# Passage for review:
From the 1960s onwards, pot has been the premier drug for Lennon-listening peace lovers. By contrast, alcohol has always been associated with violent bar brawls. But just how scientifically accurate are these stereotypes? Are potheads really less likely than drinkers to pick a fight?
Although there are still heated debates on this topic, recent data suggests pot is way more peaceful than a bottle of port. While marijuana has some potential side effects, it doesn’t appear to provoke aggression as much as alcoholic beverages.
Who’s More Likely To Punch? — Stoned People vs. Drunk People
One of the most illuminating studies comparing stoned people with drunk people took place at Maastricht University in 2016. For this trial, researchers put three groups of people through deliberately annoying tests and examined their responses. One group didn’t use alcohol or marijuana, but the other two used one of these drugs beforehand.
After they got non-control participants high or drunk, scientists showed violent images and asked participants to pair them with a list of words. Afterward, study participants had to play a computer game that was designed to frustrate them.
Study authors claimed alcohol was most likely to increase hostility. When subjects were drunk, they exhibited more violent behaviors and negative responses to questionnaires.
By contrast, the marijuana smokers seemed to be the most relaxed of the three groups. Not only did cannabis users react better on the self-assessment tests, they showed less aggression during the stressful tasks.
So, Will Marijuana Never Make You Mad?
While cannabis users aren’t as likely to get as belligerent as beer drinkers, that doesn’t mean THC could never induce adverse side effects. Indeed, it’s well-known that some marijuana users could feel paranoia after taking a hit of pot.
Thankfully, there are now many ways tokers could control this unwanted side effect. For instance, people prone to panic attacks could use cannabis strains with low THC concentrations.
Interestingly, research from the University of Illinois suggests that low-dose THC has more beneficial effects than high-dose THC. In this trial, subjects took 7.5 mg or 12.5 mg of THC before a stressful test. According to researchers, those in the 7.5 mg group had far fewer stress biomarkers versus those who took 12.5 mg of THC.
Many scientists also believe genetics play a role in how people experience cannabis. Some people may be able to handle more THC without feeling paranoia. However, those more sensitive to this cannabinoid need to be extra cautious about using high-THC strains.While these concerns are valid, that doesn’t mean marijuana is more dangerous than alcohol. In fact, most scientists claim alcohol is a more significant public safety threat than cannabis. True, THC can cause paranoia in some patients, but there’s no evidence to suggest pot has a greater lethality rate versus liquor.

# Task instructions:
1. According to the article on cannabis and aggression, where and in what year did the study comparing stoned people with drunk people take place?
2. For each statement, say whether it agrees with the article on cannabis and aggression, and quote the words that decide it.
(a) The Maastricht study used three groups of people.
(b) In the University of Illinois trial, subjects who took 12.5 mg of THC had fewer stress biomarkers than those who took 7.5 mg.
(c) Most scientists claim cannabis is a greater public safety threat than alcohol.
3. Copy the article on cannabis and aggression from "By contrast, the" up to and including "hit of pot.".
None of the work here depends on the records.

# Data supplied:
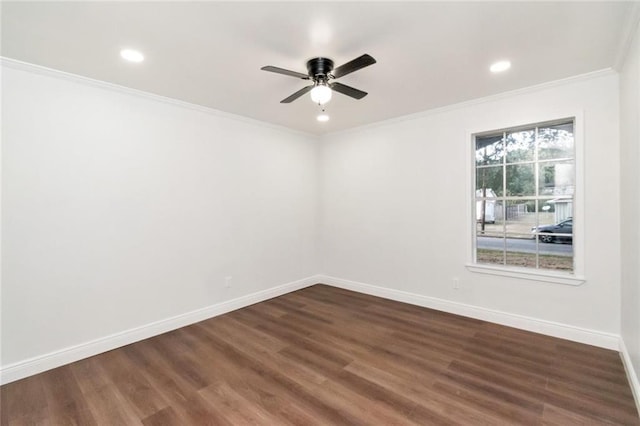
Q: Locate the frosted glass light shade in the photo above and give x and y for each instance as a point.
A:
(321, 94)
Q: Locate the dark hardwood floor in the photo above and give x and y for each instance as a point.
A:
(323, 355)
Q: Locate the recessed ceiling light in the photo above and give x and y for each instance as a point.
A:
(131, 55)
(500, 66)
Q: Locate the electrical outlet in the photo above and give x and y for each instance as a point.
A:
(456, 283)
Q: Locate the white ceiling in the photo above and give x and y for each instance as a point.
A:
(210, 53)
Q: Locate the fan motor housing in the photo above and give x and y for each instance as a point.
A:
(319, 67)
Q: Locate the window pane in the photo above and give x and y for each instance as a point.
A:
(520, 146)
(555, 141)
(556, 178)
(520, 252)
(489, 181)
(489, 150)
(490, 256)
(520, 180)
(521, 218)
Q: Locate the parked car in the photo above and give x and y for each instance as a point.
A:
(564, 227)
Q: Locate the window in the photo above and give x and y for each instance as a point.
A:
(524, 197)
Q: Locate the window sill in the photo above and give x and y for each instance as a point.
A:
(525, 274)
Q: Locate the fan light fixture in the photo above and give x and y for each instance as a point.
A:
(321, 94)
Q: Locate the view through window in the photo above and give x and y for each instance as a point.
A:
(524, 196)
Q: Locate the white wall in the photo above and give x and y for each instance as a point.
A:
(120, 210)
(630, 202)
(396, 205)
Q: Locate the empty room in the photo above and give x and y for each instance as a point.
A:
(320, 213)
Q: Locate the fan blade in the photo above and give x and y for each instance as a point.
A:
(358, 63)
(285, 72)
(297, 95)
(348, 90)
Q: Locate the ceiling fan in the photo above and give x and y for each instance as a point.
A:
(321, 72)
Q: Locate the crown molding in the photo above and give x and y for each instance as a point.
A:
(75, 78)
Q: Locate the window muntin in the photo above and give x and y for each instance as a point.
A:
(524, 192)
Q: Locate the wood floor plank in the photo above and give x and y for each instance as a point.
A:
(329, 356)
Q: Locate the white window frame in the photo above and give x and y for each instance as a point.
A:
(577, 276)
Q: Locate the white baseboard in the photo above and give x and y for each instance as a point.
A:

# Results in order:
1. Maastricht University, in 2016.

2.
(a) Yes: "researchers put three groups of people through deliberately annoying tests and examined their responses."
(b) No: "those in the 7.5 mg group had far fewer stress biomarkers versus those who took 12.5 mg of THC."
(c) No: "most scientists claim alcohol is a more significant public safety threat than cannabis."

3.
By contrast, the marijuana smokers seemed to be the most relaxed of the three groups. Not only did cannabis users react better on the self-assessment tests, they showed less aggression during the stressful tasks.
So, Will Marijuana Never Make You Mad?
While cannabis users aren’t as likely to get as belligerent as beer drinkers, that doesn’t mean THC could never induce adverse side effects. Indeed, it’s well-known that some marijuana users could feel paranoia after taking a hit of pot.